Output the lines of the records from the one containing "of the dirt" through the last, both ends included. Leave pictures out.

Records from a dataset:
-------
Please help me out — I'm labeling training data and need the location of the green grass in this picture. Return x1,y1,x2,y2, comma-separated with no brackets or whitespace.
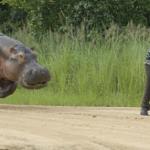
1,24,150,106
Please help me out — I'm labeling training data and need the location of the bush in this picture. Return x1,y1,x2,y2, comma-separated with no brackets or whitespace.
1,25,149,106
1,0,150,34
0,1,27,33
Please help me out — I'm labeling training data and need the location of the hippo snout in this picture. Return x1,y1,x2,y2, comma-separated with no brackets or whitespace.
21,67,50,89
26,68,50,83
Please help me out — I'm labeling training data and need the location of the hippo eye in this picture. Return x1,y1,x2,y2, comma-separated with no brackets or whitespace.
10,47,17,54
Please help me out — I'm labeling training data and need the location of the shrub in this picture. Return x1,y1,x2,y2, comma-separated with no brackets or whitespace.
1,0,150,34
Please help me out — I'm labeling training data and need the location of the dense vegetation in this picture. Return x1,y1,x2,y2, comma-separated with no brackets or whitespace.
0,24,149,106
0,0,150,34
0,1,150,106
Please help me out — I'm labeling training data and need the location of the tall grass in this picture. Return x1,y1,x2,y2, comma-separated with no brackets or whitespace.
1,24,150,106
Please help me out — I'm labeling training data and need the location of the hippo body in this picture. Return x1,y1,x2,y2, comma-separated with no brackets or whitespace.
0,34,50,98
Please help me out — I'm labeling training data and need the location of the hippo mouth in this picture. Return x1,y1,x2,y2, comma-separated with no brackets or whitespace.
21,80,48,89
20,68,50,89
0,80,17,98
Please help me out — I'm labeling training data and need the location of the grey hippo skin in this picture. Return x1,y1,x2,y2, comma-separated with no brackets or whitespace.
141,51,150,115
0,33,50,98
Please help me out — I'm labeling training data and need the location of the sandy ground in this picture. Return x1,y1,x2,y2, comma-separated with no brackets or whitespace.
0,105,149,150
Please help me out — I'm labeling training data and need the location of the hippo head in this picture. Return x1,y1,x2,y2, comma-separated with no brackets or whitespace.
0,44,50,97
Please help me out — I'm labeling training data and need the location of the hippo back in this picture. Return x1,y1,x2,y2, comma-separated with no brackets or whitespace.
0,35,23,51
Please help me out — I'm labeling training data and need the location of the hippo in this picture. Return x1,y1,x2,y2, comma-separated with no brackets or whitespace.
141,51,150,115
0,33,50,98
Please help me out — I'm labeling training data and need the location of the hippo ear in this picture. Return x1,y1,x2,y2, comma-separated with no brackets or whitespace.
17,52,25,64
10,47,17,54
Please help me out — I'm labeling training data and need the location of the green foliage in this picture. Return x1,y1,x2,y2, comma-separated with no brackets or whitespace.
0,0,27,33
1,25,149,106
1,0,150,34
0,1,150,106
1,0,62,34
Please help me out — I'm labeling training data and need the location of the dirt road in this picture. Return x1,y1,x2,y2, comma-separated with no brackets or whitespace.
0,105,149,150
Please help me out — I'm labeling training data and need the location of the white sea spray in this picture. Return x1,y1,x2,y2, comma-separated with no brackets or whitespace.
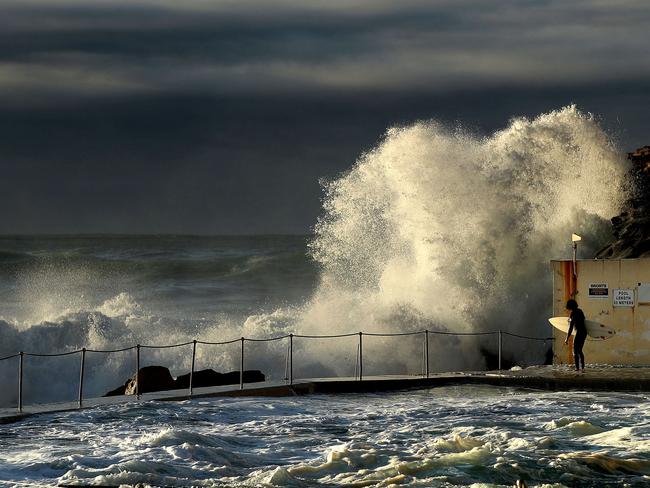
-------
→ **TASK ANSWER**
Please help me out — I'm labeling training data and need the location of the dirt road in this picture. Return x1,y1,x2,y2, comma-separated with no brackets or whitespace.
0,105,149,150
Please help me out — I'm labeling training data and need the location of the white sea spray in this picture. Return x1,y1,x2,y2, comma-separated with no brackets or whitespace.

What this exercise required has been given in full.